Task brief: Copy the following data line for line, with no changes.

Dataset excerpts:

::::

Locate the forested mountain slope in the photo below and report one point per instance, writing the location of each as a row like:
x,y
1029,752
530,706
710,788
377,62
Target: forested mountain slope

::::

Complete output:
Locate the forested mountain slope in the photo below and report one point per instance, writing the location of each as a row like:
x,y
1029,752
530,706
710,788
377,62
Target: forested mountain slope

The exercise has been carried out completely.